** About this exercise **
Whatever the records say, set them down exactly.

*** Dataset entries Section Begins ***

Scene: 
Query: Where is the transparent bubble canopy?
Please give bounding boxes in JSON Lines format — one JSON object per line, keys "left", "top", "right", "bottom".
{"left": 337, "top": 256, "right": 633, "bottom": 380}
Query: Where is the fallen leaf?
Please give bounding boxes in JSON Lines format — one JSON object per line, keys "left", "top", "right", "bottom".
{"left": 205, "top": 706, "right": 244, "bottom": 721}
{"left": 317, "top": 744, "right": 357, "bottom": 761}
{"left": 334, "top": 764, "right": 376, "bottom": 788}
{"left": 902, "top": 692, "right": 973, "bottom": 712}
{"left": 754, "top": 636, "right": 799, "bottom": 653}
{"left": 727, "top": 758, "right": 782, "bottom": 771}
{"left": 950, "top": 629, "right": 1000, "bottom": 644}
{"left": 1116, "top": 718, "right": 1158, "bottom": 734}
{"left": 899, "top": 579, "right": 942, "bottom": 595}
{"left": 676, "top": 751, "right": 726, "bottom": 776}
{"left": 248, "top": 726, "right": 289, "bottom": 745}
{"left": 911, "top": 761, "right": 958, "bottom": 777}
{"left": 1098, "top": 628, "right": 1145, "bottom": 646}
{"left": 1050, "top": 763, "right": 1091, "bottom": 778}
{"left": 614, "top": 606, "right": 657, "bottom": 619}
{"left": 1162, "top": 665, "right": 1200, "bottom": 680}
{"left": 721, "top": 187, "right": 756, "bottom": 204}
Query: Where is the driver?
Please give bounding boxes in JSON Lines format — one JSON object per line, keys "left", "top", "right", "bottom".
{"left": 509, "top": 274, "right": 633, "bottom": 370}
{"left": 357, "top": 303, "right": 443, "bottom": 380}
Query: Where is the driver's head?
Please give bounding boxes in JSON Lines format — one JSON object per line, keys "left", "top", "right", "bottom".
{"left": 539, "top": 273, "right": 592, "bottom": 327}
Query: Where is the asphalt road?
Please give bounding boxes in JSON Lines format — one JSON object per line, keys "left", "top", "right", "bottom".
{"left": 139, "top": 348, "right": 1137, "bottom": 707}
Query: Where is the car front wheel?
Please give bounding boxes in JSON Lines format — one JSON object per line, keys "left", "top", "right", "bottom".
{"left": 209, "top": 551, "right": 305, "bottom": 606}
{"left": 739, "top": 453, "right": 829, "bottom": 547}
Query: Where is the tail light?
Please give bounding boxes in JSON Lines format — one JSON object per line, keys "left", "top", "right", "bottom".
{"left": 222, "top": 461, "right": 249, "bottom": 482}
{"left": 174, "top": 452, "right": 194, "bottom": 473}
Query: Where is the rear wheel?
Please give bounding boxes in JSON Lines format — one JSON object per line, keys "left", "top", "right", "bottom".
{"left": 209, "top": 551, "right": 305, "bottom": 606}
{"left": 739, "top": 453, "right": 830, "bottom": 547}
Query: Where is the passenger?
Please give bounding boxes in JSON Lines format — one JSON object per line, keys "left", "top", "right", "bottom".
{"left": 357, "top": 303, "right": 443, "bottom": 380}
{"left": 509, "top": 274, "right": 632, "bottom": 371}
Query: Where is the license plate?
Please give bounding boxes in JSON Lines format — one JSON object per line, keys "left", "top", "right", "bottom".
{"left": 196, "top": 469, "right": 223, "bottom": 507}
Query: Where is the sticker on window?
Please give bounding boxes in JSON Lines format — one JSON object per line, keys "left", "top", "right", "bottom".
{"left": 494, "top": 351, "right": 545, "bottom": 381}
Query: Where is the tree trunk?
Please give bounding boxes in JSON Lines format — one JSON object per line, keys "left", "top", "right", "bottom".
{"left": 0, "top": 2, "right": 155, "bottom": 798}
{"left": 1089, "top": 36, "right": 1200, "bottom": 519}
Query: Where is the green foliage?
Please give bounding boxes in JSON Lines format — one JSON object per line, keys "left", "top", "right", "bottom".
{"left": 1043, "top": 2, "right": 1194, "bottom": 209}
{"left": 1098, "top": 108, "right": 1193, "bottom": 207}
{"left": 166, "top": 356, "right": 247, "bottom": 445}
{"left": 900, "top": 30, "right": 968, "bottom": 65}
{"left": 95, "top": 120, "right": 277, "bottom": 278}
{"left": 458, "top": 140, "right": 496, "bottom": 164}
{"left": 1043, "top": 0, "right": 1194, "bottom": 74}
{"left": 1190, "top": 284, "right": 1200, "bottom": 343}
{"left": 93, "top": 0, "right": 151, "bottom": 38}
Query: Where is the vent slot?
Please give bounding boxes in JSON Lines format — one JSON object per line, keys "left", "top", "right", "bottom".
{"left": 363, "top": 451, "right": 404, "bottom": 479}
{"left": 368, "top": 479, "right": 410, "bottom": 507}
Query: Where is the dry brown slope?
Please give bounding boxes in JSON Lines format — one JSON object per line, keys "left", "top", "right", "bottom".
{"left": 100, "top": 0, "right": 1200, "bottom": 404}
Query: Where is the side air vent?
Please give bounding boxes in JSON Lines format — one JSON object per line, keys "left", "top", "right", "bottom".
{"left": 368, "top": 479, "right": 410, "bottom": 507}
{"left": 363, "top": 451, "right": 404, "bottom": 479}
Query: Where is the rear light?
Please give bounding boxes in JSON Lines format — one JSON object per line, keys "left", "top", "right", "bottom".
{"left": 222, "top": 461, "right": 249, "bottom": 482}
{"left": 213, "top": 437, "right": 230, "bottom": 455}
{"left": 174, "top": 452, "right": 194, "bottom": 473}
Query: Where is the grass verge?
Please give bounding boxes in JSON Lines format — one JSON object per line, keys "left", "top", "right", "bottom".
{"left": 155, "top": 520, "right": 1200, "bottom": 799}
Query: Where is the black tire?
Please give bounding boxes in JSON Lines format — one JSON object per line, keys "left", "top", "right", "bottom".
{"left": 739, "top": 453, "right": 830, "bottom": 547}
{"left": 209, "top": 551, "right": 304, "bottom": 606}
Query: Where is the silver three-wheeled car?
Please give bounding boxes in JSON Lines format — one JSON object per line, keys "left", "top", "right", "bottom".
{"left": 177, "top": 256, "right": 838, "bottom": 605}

*** Dataset entries Section Ends ***

** Exercise solution **
Scene: 
Query: Where is the transparent bubble canopy?
Please give bounding boxes in JSON Lines format — one JSON object per line, keys "left", "top", "right", "bottom".
{"left": 337, "top": 256, "right": 633, "bottom": 380}
Query: Where is the fallen leaf?
Please give bounding boxes in JSON Lines format — one JSON object per line, keys "left", "top", "right", "bottom".
{"left": 205, "top": 706, "right": 244, "bottom": 721}
{"left": 317, "top": 744, "right": 357, "bottom": 761}
{"left": 334, "top": 764, "right": 376, "bottom": 788}
{"left": 902, "top": 692, "right": 973, "bottom": 712}
{"left": 754, "top": 636, "right": 799, "bottom": 653}
{"left": 727, "top": 758, "right": 782, "bottom": 771}
{"left": 950, "top": 629, "right": 1000, "bottom": 644}
{"left": 1116, "top": 718, "right": 1158, "bottom": 734}
{"left": 899, "top": 579, "right": 942, "bottom": 595}
{"left": 676, "top": 751, "right": 726, "bottom": 776}
{"left": 248, "top": 726, "right": 289, "bottom": 745}
{"left": 911, "top": 761, "right": 958, "bottom": 777}
{"left": 1098, "top": 628, "right": 1145, "bottom": 646}
{"left": 1050, "top": 763, "right": 1091, "bottom": 778}
{"left": 614, "top": 606, "right": 657, "bottom": 619}
{"left": 1162, "top": 665, "right": 1200, "bottom": 680}
{"left": 721, "top": 187, "right": 756, "bottom": 204}
Query: Where is the driver?
Please give bounding boxes in JSON Lines format — one JSON object per line, keys "left", "top", "right", "bottom".
{"left": 509, "top": 274, "right": 633, "bottom": 370}
{"left": 357, "top": 303, "right": 443, "bottom": 380}
Query: Where is the driver's head?
Please give bounding boxes in JSON Lines format — one JSON object per line, keys "left", "top", "right", "bottom".
{"left": 539, "top": 273, "right": 592, "bottom": 327}
Query: Where is the asphalt road?
Please give bounding boxes in JSON Lines format — one JSON object per line, keys "left", "top", "right", "bottom".
{"left": 139, "top": 348, "right": 1137, "bottom": 707}
Query: Where is the car front wheel?
Please give bounding boxes in JSON Lines format — one JSON object per line, keys "left", "top", "right", "bottom".
{"left": 209, "top": 551, "right": 305, "bottom": 606}
{"left": 739, "top": 453, "right": 829, "bottom": 547}
Query: Where is the tail light?
Please give bounding boxes in JSON Lines format — one JSON object per line, keys "left", "top", "right", "bottom".
{"left": 222, "top": 461, "right": 249, "bottom": 482}
{"left": 174, "top": 452, "right": 194, "bottom": 473}
Query: Where is the rear wheel?
Please give bounding boxes in JSON Lines format — one JSON object per line, keys "left", "top", "right", "bottom".
{"left": 209, "top": 551, "right": 305, "bottom": 606}
{"left": 739, "top": 453, "right": 830, "bottom": 547}
Query: Where is the passenger?
Please give bounding boxes in JSON Lines format — one JSON object per line, keys "left", "top", "right", "bottom".
{"left": 357, "top": 303, "right": 443, "bottom": 380}
{"left": 509, "top": 274, "right": 632, "bottom": 371}
Query: Where is the license plate?
Please give bounding boxes in JSON Lines format — one JSON object per line, keys "left", "top", "right", "bottom".
{"left": 196, "top": 469, "right": 223, "bottom": 507}
Query: Where is the sticker on window?
Please give bounding boxes in JSON Lines format — one JSON object per line, keys "left", "top", "right", "bottom".
{"left": 494, "top": 351, "right": 545, "bottom": 381}
Query: Where is the tree trunk?
Please give bounding boxes in JSON Lines format — one JSON object per line, keys "left", "top", "right", "bottom".
{"left": 0, "top": 2, "right": 155, "bottom": 798}
{"left": 1089, "top": 36, "right": 1200, "bottom": 519}
Query: Where is the green foliage?
Please give bounding boxes in JSON Lines format — one JSON object per line, keys "left", "top", "right", "bottom".
{"left": 1043, "top": 2, "right": 1194, "bottom": 209}
{"left": 1098, "top": 108, "right": 1193, "bottom": 207}
{"left": 166, "top": 356, "right": 247, "bottom": 445}
{"left": 900, "top": 30, "right": 968, "bottom": 65}
{"left": 95, "top": 120, "right": 277, "bottom": 278}
{"left": 458, "top": 140, "right": 496, "bottom": 164}
{"left": 1043, "top": 0, "right": 1194, "bottom": 74}
{"left": 1190, "top": 284, "right": 1200, "bottom": 343}
{"left": 93, "top": 0, "right": 151, "bottom": 38}
Query: Where is the vent slot?
Please give bounding boxes in JSON Lines format — one JSON object per line, keys "left", "top", "right", "bottom".
{"left": 363, "top": 451, "right": 404, "bottom": 479}
{"left": 368, "top": 479, "right": 410, "bottom": 507}
Query: Where is the dry brown slope?
Please give bounding boxes in JSON Lines format — one JSON object per line, keys "left", "top", "right", "bottom".
{"left": 100, "top": 0, "right": 1200, "bottom": 404}
Query: Where is the side air vent?
Please give bounding boxes in JSON Lines format — one JSON object per line, keys "left", "top", "right", "bottom".
{"left": 368, "top": 479, "right": 410, "bottom": 507}
{"left": 363, "top": 451, "right": 404, "bottom": 479}
Query: Where is the rear light?
Please give bounding boxes in JSON Lines format — one JSON object per line, keys "left", "top", "right", "bottom".
{"left": 222, "top": 461, "right": 249, "bottom": 482}
{"left": 213, "top": 437, "right": 230, "bottom": 455}
{"left": 174, "top": 452, "right": 194, "bottom": 473}
Query: Where is the grass verge?
Please give bounding boxes in JSON Lines format — one JSON object per line, keys "left", "top", "right", "bottom".
{"left": 155, "top": 520, "right": 1200, "bottom": 799}
Query: Where is the black tire?
Please give bounding boxes in JSON Lines format — one JSON object per line, keys "left", "top", "right", "bottom".
{"left": 739, "top": 453, "right": 830, "bottom": 547}
{"left": 209, "top": 551, "right": 304, "bottom": 606}
Query: Where is the silver three-wheeled car?
Please give bounding boxes in JSON Lines format — one JSON object per line, keys "left", "top", "right", "bottom".
{"left": 177, "top": 256, "right": 838, "bottom": 605}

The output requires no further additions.